## begin

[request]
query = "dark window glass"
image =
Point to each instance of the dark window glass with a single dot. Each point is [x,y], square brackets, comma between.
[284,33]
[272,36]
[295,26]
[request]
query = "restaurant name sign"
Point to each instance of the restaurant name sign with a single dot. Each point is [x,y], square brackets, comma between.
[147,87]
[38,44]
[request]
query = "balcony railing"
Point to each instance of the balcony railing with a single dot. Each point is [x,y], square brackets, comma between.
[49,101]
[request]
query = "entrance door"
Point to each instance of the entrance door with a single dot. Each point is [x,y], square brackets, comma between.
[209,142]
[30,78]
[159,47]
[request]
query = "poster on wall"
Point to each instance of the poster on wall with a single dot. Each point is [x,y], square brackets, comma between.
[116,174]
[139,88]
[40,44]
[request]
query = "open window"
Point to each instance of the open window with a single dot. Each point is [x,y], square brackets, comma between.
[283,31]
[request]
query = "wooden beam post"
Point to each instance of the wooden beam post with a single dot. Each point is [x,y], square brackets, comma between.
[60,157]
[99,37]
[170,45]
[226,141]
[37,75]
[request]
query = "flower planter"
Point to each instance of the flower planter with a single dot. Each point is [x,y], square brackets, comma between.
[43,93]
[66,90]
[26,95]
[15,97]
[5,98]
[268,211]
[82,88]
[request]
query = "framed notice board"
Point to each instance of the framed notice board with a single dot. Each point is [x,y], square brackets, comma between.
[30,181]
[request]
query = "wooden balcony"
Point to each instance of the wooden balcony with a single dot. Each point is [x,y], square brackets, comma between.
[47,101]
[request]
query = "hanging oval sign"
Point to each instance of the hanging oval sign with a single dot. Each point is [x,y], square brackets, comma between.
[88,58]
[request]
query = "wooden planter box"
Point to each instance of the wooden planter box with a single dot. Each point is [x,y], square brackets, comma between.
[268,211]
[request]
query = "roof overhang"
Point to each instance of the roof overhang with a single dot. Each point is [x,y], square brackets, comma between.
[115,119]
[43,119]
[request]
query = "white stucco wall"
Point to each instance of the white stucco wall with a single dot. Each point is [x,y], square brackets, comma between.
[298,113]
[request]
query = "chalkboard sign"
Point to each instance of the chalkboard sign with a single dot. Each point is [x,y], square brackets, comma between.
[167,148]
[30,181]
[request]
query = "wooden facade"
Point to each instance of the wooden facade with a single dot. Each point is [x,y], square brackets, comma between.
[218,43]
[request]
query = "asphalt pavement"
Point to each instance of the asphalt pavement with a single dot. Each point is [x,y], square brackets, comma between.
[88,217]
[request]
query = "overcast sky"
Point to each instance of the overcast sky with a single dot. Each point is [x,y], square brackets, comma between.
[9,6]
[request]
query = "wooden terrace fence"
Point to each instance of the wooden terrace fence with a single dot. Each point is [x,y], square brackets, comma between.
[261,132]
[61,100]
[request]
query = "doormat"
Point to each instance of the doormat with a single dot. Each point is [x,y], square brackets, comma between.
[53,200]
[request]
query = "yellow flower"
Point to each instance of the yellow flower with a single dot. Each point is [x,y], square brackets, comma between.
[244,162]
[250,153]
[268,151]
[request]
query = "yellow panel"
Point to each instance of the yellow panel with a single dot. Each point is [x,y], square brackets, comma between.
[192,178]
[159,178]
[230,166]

## end
## begin

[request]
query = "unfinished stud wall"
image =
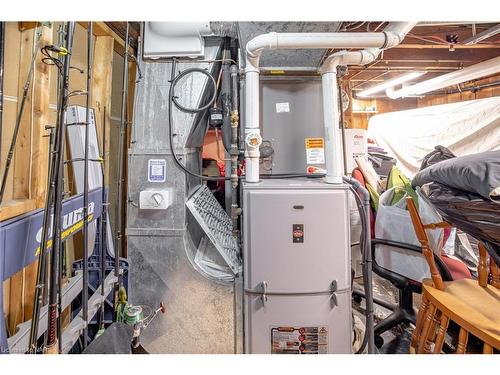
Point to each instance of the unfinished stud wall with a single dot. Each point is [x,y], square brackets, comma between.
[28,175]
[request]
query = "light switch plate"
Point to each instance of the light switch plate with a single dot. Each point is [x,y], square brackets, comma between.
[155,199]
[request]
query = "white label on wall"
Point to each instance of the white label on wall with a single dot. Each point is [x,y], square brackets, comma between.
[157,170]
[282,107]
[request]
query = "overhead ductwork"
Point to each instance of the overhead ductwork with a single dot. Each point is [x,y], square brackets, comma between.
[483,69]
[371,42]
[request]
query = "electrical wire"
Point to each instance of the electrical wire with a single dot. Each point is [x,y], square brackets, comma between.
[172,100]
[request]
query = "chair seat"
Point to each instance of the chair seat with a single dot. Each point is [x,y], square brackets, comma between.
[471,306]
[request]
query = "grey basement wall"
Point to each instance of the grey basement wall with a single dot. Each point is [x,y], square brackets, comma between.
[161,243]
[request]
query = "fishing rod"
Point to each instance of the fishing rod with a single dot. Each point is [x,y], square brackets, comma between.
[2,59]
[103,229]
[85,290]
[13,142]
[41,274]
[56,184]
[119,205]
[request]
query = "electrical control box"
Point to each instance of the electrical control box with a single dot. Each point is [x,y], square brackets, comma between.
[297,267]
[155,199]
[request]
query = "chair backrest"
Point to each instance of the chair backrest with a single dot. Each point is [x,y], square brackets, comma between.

## end
## begin

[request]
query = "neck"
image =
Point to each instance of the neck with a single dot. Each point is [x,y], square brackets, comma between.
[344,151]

## end

Select every line of the rows above that contains the word "restaurant", and copy each one out in full. Matching is case-sensitive.

query = "restaurant name sign"
Point to each instance of the restaurant name sign with a single dot. Each point is [x,y], square brackets, comma between.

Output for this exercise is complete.